→ **What to produce**: Find every line in the records below that contains the string "girl" and copy each of those lines. Match case exactly.
## Start Entries provided
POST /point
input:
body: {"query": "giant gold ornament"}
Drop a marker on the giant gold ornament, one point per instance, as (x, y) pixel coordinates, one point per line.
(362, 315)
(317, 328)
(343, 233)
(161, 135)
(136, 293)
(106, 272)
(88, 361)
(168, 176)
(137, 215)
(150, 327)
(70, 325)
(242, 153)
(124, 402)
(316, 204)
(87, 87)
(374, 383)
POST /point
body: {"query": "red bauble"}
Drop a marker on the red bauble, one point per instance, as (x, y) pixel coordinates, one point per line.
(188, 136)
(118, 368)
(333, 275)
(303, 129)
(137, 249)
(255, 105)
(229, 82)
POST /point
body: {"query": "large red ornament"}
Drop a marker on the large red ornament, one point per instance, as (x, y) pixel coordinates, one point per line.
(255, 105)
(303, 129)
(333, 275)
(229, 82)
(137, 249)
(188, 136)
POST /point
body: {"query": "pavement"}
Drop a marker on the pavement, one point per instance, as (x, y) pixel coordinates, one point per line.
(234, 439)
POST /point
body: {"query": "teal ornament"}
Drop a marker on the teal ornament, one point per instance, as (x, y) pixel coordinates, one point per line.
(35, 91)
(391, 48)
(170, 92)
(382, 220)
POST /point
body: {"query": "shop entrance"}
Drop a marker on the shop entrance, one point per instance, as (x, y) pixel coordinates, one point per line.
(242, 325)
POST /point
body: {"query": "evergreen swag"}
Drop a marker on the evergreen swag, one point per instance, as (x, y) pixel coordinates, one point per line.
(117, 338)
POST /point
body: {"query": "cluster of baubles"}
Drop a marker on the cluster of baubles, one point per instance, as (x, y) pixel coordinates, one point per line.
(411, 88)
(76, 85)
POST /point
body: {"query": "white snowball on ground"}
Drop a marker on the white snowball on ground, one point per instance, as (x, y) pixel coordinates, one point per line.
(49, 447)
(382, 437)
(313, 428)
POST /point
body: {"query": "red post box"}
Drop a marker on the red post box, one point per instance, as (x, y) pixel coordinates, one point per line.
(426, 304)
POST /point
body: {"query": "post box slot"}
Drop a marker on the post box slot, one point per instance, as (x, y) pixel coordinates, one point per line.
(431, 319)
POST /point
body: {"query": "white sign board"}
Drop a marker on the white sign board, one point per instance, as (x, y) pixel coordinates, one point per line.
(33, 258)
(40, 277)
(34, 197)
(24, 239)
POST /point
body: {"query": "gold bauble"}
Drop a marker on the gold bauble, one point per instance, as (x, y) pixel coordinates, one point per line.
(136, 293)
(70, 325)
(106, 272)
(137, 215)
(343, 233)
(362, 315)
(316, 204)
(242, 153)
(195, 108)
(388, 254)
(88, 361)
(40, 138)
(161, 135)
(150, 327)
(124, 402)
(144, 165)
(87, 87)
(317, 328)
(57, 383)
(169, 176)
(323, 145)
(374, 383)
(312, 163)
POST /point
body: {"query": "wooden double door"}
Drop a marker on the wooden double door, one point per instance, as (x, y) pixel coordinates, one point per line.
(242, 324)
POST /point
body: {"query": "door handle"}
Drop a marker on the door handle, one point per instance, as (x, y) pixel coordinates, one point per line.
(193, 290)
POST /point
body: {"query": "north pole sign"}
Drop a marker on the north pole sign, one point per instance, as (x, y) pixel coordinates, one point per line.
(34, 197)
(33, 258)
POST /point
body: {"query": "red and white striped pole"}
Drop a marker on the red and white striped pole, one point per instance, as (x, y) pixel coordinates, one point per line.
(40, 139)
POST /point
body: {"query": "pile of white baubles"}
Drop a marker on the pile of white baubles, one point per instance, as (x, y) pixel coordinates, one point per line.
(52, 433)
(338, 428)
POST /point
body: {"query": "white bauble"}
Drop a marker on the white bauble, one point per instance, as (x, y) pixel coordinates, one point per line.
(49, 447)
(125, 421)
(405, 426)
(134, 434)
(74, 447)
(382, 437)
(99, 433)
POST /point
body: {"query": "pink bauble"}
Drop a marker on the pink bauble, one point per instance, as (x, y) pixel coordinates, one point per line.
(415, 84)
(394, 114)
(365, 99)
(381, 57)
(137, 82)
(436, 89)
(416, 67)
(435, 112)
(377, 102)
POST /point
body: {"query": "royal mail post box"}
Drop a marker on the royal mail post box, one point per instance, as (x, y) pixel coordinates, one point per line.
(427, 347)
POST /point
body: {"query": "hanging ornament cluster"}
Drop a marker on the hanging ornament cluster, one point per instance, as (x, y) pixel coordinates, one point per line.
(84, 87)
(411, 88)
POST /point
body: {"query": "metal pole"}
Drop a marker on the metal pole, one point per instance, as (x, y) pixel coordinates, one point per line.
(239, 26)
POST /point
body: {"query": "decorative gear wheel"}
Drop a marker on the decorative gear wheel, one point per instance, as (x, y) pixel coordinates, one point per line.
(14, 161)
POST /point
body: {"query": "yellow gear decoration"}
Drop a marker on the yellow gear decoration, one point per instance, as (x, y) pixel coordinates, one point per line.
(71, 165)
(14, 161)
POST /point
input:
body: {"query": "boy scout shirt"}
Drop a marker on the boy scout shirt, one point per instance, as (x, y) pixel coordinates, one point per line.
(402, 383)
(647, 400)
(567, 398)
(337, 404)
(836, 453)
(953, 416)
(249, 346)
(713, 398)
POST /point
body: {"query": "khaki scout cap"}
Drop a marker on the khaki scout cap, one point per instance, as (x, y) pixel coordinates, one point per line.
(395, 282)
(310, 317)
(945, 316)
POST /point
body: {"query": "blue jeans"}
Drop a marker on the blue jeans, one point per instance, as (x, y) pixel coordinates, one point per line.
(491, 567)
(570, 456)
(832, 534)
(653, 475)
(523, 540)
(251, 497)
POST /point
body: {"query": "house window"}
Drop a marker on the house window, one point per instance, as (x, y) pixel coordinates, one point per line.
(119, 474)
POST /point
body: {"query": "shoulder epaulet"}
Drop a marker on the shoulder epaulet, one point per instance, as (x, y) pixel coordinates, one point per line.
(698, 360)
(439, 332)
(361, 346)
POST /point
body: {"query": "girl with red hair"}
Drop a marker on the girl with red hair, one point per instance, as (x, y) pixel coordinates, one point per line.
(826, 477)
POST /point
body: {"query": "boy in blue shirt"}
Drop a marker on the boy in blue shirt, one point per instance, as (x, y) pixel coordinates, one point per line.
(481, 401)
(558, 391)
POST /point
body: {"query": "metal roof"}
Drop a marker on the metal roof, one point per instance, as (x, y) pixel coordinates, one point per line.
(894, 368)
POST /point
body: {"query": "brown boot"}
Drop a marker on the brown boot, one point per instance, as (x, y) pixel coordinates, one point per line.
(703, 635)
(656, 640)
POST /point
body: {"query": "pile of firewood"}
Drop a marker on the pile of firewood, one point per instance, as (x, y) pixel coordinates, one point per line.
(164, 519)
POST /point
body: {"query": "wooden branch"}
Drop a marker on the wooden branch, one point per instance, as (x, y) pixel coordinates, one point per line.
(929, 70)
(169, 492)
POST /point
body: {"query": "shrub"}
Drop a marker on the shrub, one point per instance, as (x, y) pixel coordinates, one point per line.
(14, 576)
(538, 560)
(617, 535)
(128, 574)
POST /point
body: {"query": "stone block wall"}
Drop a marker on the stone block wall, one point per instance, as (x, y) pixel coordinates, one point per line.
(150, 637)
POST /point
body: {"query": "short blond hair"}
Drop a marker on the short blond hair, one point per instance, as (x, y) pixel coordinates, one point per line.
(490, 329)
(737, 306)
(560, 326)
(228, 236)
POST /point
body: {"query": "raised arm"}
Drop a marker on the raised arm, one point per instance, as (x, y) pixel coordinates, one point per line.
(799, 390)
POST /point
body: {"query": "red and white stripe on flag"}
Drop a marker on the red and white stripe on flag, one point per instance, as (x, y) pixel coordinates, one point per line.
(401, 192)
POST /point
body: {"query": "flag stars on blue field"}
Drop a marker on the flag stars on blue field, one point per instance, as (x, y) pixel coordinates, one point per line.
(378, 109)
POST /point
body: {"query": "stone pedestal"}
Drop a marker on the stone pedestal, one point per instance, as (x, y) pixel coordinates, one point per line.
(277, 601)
## End Entries provided
→ **Output of the task**:
body: {"query": "girl with red hair"}
Drop a marker on the girl with red hair, one point per instance, as (x, y) pixel coordinates, one point per line.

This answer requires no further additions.